Nine professors at the University of California, San Diego have been named 2011 Fellows of the American Association for the Advancement of Science, the nation’s largest scientific organization.
Alexandra Newton, Joseph O’Connor, Carol Padden, Dena Plemmons, Jim Posakony, Michael Sailor, Lu Jeu Sham, Lisa Tauxe and Paul Yu were among 539 individuals selected this year by colleagues in their disciplines to be honored by the association for “efforts toward advancing science applications that are deemed scientifically or socially distinguished.”
The new Fellows, who were announced by the association this week, will be presented with an official certificate and a gold and blue rosette pin (representing science and engineering, respectively) on February 18 at the 2012 AAAS Annual Meeting in Vancouver, British Columbia.
Newton, professor of pharmacology in the School of Medicine, was honored for “significant contributions to our understanding of lipid dependent cell signaling events.” These signaling events are a cellular language with a precisely controlled balance of “go” and “stop” instructions that, if perturbed, results in pathophysiologies. Her discovery in 2005 of an enzyme that is a natural tumor suppressor by promoting “stop” signals could provide new targets for therapies to treat diabetes, heart disease and cancer.
O’Connor, professor of chemistry and biochemistry, was honored for “major contributions to synthetic and mechanistic organometallic chemistry, including transition metal-triggered enediyne cyclizationsis.” An organic chemist, he specializes in mechanistic and synthetic organometallic chemistry with an emphasis on small-molecule activation by metal complexes. He has been a faculty member at UCSD since 1985.

◆ ◆ ◆ ◆ ◆ ◆ ◆

WHAT TO DO:
1. In the article on the UC San Diego AAAS Fellows, why is the rosette pin given to the new Fellows gold and blue? Answer in one to three sentences.
2. Pick up the article on the UC San Diego AAAS Fellows from where it stops.
The material that comes next is separate from the article on the UC San Diego AAAS Fellows.

◆ ◆ ◆ ◆ ◆ ◆ ◆

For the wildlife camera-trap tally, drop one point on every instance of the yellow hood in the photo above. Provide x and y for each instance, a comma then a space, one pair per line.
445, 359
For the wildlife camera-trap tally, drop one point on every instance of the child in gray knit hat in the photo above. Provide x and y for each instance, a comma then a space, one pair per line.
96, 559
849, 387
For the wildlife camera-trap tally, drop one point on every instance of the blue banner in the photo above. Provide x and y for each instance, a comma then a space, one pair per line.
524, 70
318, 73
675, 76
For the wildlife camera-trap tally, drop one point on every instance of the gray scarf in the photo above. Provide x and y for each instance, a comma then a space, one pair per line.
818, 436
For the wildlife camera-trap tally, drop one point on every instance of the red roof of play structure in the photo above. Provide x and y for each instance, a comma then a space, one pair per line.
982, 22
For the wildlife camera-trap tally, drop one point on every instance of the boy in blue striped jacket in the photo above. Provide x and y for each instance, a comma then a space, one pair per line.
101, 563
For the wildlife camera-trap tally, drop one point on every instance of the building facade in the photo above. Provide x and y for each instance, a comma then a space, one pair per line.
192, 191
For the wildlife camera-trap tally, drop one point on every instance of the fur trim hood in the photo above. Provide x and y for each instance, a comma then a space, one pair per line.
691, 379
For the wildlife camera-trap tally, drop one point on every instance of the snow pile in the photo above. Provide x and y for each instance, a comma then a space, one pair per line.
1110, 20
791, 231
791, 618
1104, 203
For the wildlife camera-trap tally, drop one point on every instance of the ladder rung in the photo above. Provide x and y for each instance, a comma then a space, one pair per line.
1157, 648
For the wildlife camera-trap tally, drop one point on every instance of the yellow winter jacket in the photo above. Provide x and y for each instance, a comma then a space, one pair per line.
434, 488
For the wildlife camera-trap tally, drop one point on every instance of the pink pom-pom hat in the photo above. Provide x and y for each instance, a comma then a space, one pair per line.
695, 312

◆ ◆ ◆ ◆ ◆ ◆ ◆

RESULTS FOR THE EXERCISE:
1. The pin is gold and blue because the two colors stand for science and engineering, respectively.

2.
Padden, a scholar of sign languages, is a professor in the Department of Communication. A 1983 doctoral graduate of UCSD’s Department of Linguistics, she is also an affiliate of the Center for Research in Language and associate dean in the university’s Division of Social Sciences. Her research focuses on the unique structure and evolution of sign languages – how they differ from spoken language and from each other – and on the specific social implications of signed communication. In 2010, she won a MacArthur “Genius” award.
Plemmons, assistant adjunct professor of anthropology, is a research ethicist with the San Diego Research Ethics Consortium. She leads seminars and teaches courses to help NIH and NSF grantees meet requirements for training in the responsible conduct of research. Her work in the field of research ethics has ranged from consulting in Ghana, Taiwan and Mexico on ethics curricula in research environments to serving as 2009-2011 Scientist in Residence for ethics and science education at the Montgomery Middle School in San Diego. She recently received a 2011 President’s Award from the American Anthropological Association for her service to the organization.
Posakony, professor of biology, was honored “for distinguished contributions to the field of developmental biology, particularly in the area of cell-cell signaling and the transcriptional control of cell fate specification.” A cell and developmental biologist, he uses laboratory fruit flies to probe the mechanisms by which cell to cell signaling pathways and transcriptional regulatory networks act to specify cell fates during animal development. He has been a faculty member at UCSD since 1985.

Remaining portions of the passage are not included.